## Exercise
For the word "concrete", search the records and show each line in which it occurs.

● ● ●

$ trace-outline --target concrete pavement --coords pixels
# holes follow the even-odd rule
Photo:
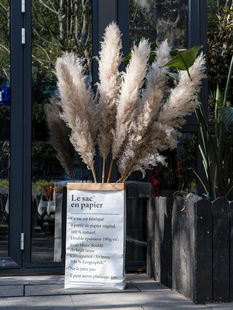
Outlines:
[[[1,310],[208,310],[233,309],[233,303],[195,305],[145,274],[127,274],[121,291],[64,290],[64,276],[0,278]]]

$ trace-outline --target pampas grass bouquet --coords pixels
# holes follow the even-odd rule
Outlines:
[[[103,159],[102,183],[110,181],[114,162],[120,172],[115,182],[125,182],[133,171],[145,173],[158,163],[166,165],[161,152],[177,146],[184,117],[199,104],[198,93],[205,76],[201,53],[189,74],[179,71],[177,83],[169,88],[170,69],[164,66],[171,58],[167,41],[157,48],[156,58],[149,64],[150,43],[141,39],[132,47],[124,71],[119,69],[121,49],[121,32],[112,22],[105,29],[97,58],[99,82],[95,94],[87,82],[82,58],[65,53],[56,61],[59,109],[54,109],[55,118],[70,129],[69,143],[91,169],[94,182],[96,145]],[[105,171],[107,157],[111,157],[109,171]]]

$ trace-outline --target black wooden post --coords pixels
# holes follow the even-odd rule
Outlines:
[[[233,202],[230,203],[230,301],[233,301]]]
[[[212,300],[212,203],[202,199],[196,203],[195,269],[196,303]]]
[[[172,288],[194,300],[195,220],[194,202],[177,197],[172,218]]]
[[[163,213],[163,235],[161,243],[161,282],[168,287],[172,286],[172,197],[166,199]]]
[[[155,223],[155,201],[154,198],[150,198],[147,205],[147,274],[154,278],[154,260],[155,260],[155,250],[154,250],[154,223]]]
[[[154,219],[154,276],[156,281],[161,281],[161,261],[163,259],[161,247],[164,242],[164,210],[166,208],[166,198],[159,197],[154,200],[155,219]]]
[[[213,202],[213,300],[228,302],[229,296],[229,203]]]

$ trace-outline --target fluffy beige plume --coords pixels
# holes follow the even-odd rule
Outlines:
[[[84,163],[92,169],[94,180],[95,140],[97,134],[93,94],[87,87],[82,60],[66,53],[56,62],[61,117],[71,128],[71,142]]]
[[[165,63],[170,60],[170,46],[167,40],[162,42],[160,47],[156,51],[156,60],[152,63],[149,72],[146,77],[146,87],[142,93],[142,108],[138,111],[143,116],[143,106],[145,102],[148,102],[149,107],[153,110],[151,121],[154,116],[157,115],[163,104],[163,97],[167,87],[167,73],[169,72],[168,67],[162,67]]]
[[[141,88],[147,73],[147,61],[150,45],[147,40],[141,40],[138,47],[131,52],[130,64],[122,77],[119,101],[117,104],[116,129],[112,145],[112,157],[115,159],[121,152],[128,134],[132,114],[138,105]]]
[[[132,122],[127,143],[118,160],[121,175],[126,174],[126,171],[132,165],[132,161],[140,155],[138,150],[141,144],[144,144],[144,137],[151,130],[151,126],[158,116],[158,111],[163,105],[169,69],[167,67],[160,67],[169,61],[169,52],[170,47],[167,41],[164,41],[157,49],[157,57],[146,76],[145,89],[139,99],[139,106],[135,109],[134,116],[131,117]]]
[[[141,170],[144,172],[158,163],[165,165],[165,158],[159,152],[174,149],[177,146],[179,134],[174,128],[167,125],[162,126],[160,123],[155,122],[150,132],[145,135],[143,143],[135,152],[134,160],[128,159],[125,163],[127,171],[130,169],[130,171]],[[128,165],[128,168],[126,165]]]
[[[65,171],[75,180],[74,174],[74,147],[70,142],[70,130],[60,118],[62,112],[58,105],[59,98],[53,95],[50,103],[45,105],[45,114],[50,131],[51,144],[57,151],[57,158]]]
[[[131,52],[126,71],[119,73],[121,63],[121,34],[115,23],[110,24],[103,37],[99,54],[98,117],[90,87],[86,85],[82,60],[65,54],[56,62],[58,88],[61,96],[61,117],[71,128],[70,140],[83,161],[92,169],[97,122],[100,153],[105,157],[112,146],[112,163],[118,159],[122,181],[132,171],[144,171],[157,163],[165,163],[160,154],[177,145],[184,117],[198,105],[201,80],[205,77],[205,59],[201,54],[189,72],[179,73],[179,82],[168,91],[169,61],[167,41],[157,50],[156,61],[149,67],[150,45],[140,41]],[[111,145],[112,144],[112,145]],[[102,182],[104,182],[104,169]]]
[[[135,143],[135,148],[131,139],[130,147],[120,158],[119,171],[123,179],[132,171],[144,171],[153,167],[156,162],[163,163],[159,151],[174,149],[177,146],[179,129],[185,122],[185,115],[198,105],[198,92],[201,80],[205,77],[204,71],[205,59],[201,54],[189,69],[192,80],[186,71],[180,72],[179,83],[171,90],[170,97],[157,114],[157,119],[150,130],[140,138],[139,143]]]
[[[105,159],[112,145],[112,131],[115,128],[116,100],[121,83],[119,66],[122,61],[121,33],[116,23],[106,29],[99,53],[99,135],[98,145],[103,157],[102,182],[105,177]]]
[[[167,40],[164,41],[157,49],[156,60],[150,67],[146,76],[145,88],[139,99],[139,106],[135,109],[134,118],[132,119],[129,140],[135,141],[136,147],[142,137],[150,130],[151,125],[158,116],[158,112],[163,105],[164,94],[166,92],[168,67],[162,64],[167,63],[170,59],[170,47]]]
[[[122,61],[121,33],[116,23],[106,29],[99,53],[99,136],[98,145],[103,157],[107,157],[112,144],[112,130],[115,128],[116,99],[120,87],[118,68]]]
[[[158,121],[173,128],[180,128],[189,114],[199,104],[198,92],[205,75],[205,58],[201,53],[189,68],[191,79],[186,71],[179,72],[179,83],[171,90],[167,102],[161,110]]]
[[[176,147],[177,135],[174,135],[174,133],[173,128],[154,122],[150,130],[142,137],[140,143],[135,145],[131,141],[133,147],[128,147],[118,162],[122,178],[124,179],[129,173],[136,170],[144,172],[144,170],[156,166],[159,162],[165,165],[165,158],[159,152]],[[171,137],[174,138],[172,145]]]

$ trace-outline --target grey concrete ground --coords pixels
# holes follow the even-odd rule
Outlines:
[[[0,309],[34,310],[208,310],[233,309],[233,303],[195,305],[145,274],[128,274],[119,291],[64,290],[64,276],[0,278]]]

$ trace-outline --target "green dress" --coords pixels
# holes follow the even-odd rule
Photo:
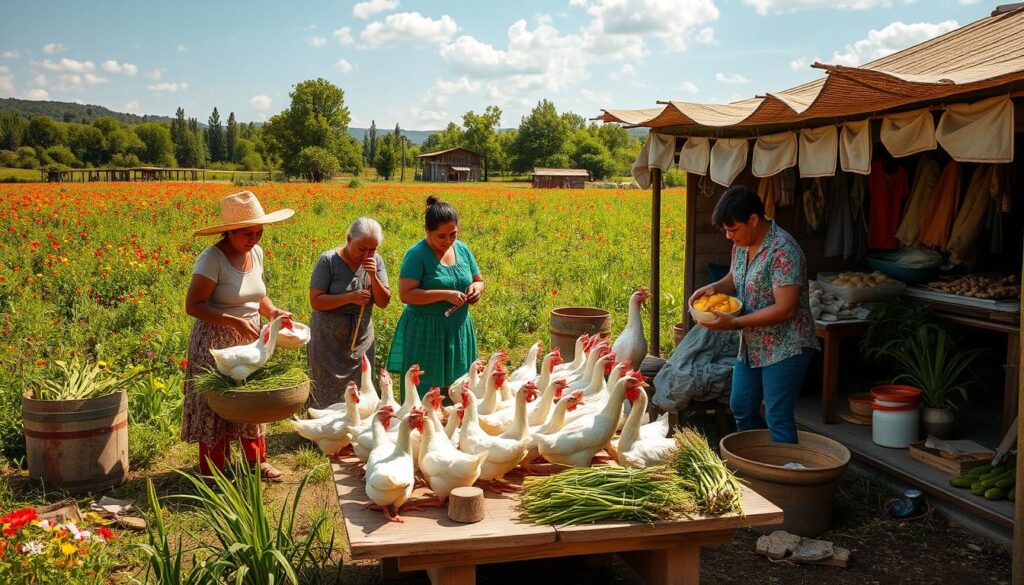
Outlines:
[[[445,266],[437,259],[426,240],[409,248],[402,259],[399,278],[418,281],[424,290],[467,291],[480,268],[469,247],[455,241],[455,264]],[[395,326],[388,355],[388,371],[401,380],[405,396],[405,372],[413,364],[423,370],[416,387],[421,396],[432,386],[447,388],[466,373],[476,359],[476,330],[469,315],[469,304],[462,305],[448,317],[444,312],[451,303],[438,301],[429,305],[406,305]]]

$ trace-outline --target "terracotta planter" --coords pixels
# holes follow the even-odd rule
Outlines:
[[[291,388],[263,392],[207,392],[206,402],[224,420],[263,424],[295,414],[309,398],[309,381]]]
[[[949,408],[928,408],[921,409],[921,428],[926,435],[937,439],[948,439],[953,436],[953,427],[956,424],[956,416]]]
[[[672,326],[672,343],[679,345],[683,341],[683,336],[686,335],[686,323],[676,323]]]

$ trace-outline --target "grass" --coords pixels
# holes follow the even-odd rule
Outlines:
[[[31,181],[39,182],[42,179],[38,169],[17,169],[13,167],[0,167],[0,182]]]
[[[307,380],[305,368],[281,361],[256,370],[241,386],[216,370],[207,370],[195,378],[197,392],[266,392],[292,388]]]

● ● ●

## Exercise result
$ trace-outline --target concrete pavement --coords pixels
$ trace-outline --target grey concrete ground --coords pixels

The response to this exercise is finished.